* begin *
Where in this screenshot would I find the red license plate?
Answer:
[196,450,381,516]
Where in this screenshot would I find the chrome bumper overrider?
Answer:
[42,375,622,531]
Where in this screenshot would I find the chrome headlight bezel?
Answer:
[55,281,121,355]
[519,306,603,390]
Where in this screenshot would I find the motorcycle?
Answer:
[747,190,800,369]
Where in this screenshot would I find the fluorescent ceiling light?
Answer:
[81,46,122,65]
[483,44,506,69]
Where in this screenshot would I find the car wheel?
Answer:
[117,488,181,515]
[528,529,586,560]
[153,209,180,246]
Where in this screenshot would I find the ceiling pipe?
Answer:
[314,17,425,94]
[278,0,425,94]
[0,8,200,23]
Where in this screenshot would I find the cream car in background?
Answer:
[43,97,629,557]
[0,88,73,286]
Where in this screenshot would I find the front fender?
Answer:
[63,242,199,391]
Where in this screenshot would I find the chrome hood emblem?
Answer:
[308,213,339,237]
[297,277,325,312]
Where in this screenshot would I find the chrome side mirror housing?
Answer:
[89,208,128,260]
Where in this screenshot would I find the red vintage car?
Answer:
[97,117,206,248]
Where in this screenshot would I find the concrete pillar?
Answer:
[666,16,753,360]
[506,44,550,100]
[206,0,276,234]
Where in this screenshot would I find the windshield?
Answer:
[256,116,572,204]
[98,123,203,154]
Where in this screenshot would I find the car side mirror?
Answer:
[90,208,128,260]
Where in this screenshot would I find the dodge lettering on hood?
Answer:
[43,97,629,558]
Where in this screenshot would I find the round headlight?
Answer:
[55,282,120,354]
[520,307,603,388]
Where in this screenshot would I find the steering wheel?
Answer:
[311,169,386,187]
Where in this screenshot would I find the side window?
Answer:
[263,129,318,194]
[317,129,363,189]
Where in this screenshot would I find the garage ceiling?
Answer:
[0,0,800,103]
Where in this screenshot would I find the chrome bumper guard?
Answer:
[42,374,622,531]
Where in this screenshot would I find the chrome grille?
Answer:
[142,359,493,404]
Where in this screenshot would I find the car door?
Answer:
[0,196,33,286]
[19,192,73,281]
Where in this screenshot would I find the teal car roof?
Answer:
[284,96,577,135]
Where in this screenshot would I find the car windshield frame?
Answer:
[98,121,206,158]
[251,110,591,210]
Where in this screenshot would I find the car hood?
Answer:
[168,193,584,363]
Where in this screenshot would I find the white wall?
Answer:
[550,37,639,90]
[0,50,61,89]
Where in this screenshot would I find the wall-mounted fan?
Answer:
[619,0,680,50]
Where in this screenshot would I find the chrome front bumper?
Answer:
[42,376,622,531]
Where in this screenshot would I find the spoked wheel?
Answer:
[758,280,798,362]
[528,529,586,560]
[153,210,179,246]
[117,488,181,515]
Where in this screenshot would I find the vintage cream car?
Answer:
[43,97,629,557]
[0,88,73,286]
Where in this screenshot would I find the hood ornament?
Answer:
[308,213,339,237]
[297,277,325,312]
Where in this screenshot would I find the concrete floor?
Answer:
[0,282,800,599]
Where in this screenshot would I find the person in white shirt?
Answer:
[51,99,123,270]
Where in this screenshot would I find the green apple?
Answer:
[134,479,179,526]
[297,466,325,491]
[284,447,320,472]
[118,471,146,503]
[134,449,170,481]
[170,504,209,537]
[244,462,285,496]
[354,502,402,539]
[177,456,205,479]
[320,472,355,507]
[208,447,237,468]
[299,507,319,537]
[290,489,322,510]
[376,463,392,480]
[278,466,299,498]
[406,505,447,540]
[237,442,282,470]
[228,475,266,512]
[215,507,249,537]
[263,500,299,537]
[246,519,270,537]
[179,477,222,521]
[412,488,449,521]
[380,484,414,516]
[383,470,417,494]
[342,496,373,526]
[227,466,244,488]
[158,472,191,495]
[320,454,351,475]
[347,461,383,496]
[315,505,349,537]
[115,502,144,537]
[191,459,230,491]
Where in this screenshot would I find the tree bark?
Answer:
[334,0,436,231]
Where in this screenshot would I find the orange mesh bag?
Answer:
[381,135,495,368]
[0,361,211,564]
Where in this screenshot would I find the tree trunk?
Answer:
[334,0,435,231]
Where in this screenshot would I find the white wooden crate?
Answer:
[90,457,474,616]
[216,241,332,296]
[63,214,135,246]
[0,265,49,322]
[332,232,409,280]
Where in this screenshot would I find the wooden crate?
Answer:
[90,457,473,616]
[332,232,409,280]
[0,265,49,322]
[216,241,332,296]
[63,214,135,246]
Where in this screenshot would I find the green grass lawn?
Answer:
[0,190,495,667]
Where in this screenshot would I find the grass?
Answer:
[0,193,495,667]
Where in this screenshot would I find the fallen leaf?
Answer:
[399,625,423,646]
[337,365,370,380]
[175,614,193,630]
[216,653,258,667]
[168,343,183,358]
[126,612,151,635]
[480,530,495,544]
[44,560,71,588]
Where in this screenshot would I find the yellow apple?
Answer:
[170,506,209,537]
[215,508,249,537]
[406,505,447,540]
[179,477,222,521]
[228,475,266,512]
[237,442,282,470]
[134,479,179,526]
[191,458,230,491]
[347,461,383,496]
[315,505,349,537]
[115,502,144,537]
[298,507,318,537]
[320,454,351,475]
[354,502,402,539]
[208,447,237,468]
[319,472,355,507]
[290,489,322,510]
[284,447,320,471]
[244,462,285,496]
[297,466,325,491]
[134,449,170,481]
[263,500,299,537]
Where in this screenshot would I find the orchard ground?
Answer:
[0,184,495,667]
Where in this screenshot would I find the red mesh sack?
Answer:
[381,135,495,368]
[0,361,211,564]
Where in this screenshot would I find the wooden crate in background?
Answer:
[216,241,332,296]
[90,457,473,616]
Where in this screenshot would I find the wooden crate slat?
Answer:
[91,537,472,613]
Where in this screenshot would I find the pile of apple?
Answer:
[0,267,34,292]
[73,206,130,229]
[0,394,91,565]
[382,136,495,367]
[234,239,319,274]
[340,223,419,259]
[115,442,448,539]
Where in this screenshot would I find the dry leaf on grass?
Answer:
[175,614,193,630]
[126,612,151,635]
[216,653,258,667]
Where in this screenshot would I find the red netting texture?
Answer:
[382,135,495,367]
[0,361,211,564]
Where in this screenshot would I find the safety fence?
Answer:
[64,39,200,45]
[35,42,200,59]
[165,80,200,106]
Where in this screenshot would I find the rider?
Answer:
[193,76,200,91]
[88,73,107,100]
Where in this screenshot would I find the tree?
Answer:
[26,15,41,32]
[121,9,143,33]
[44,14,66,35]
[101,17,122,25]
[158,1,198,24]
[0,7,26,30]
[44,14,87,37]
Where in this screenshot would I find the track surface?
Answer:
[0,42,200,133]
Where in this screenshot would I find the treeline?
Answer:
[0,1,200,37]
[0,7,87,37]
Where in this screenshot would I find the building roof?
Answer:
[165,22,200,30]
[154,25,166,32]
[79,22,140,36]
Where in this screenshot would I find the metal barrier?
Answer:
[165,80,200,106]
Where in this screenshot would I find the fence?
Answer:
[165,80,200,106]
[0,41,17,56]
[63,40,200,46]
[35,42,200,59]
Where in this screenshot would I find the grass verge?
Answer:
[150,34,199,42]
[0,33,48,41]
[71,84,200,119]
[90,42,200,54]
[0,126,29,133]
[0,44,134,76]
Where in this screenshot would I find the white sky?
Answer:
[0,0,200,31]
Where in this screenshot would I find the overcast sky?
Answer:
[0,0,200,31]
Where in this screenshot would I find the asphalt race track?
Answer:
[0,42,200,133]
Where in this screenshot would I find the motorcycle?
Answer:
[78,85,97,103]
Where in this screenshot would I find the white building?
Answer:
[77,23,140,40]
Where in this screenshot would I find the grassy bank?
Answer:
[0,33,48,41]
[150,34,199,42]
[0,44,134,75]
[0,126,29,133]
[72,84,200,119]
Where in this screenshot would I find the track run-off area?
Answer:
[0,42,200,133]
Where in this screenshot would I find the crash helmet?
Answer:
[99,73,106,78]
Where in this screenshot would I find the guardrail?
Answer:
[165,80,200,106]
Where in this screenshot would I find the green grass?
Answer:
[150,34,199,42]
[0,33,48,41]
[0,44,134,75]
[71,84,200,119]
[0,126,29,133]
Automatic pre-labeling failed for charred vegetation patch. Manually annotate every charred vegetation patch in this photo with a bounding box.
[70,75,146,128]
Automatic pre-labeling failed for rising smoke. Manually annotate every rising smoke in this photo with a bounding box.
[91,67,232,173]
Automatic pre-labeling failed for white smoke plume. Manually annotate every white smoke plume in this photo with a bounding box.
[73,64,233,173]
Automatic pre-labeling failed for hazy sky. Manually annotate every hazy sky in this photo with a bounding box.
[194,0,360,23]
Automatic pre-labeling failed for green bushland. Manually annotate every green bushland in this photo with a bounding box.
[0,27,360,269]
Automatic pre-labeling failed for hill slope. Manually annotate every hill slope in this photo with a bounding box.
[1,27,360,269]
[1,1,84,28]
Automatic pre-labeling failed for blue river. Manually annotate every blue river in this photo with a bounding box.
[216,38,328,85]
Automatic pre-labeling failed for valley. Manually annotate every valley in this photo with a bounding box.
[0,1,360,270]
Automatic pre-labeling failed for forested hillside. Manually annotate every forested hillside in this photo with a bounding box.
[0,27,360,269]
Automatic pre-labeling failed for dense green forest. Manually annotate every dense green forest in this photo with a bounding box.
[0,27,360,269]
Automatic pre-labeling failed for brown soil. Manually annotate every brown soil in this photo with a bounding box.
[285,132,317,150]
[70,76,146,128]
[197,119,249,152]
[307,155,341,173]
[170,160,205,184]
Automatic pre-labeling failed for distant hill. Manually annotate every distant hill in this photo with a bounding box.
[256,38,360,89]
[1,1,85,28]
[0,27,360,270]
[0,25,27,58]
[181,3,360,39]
* end *
_REQUIREMENTS_: Can you edit the part of the data that opens with the line containing "Where in this screenshot would I find the car windshield" and closes with the line containing "[51,99,123,270]" so that "cream" becomes "ivory" and nothing else changes, then return only those lines?

_EXERCISE SOLUTION_:
Where in this screenshot would I find the car windshield frame?
Answer:
[98,121,206,158]
[251,110,591,210]
Where in this screenshot would I find the car hood?
Answer:
[168,193,584,363]
Where in this screenshot would I find the white wall?
Answer:
[550,37,639,90]
[0,50,61,89]
Where in this screenshot would I find the wall-mounted fan?
Answer:
[619,0,680,50]
Where in this screenshot would I find the chrome front bumper?
Answer:
[42,376,622,531]
Where in this screenshot would I find the spoked wheel?
Answer:
[758,280,798,362]
[528,529,586,560]
[153,210,179,246]
[117,488,181,515]
Where in this screenshot would I find the vintage ivory car?
Answer:
[43,97,629,557]
[0,88,73,286]
Where in this screenshot would I find the hood ornament?
Answer:
[308,213,339,237]
[297,277,325,312]
Where in this screenshot would I find the concrete floor?
Answer:
[0,282,800,599]
Where in this screenshot would I find the person in white shirt?
Answer:
[51,99,123,270]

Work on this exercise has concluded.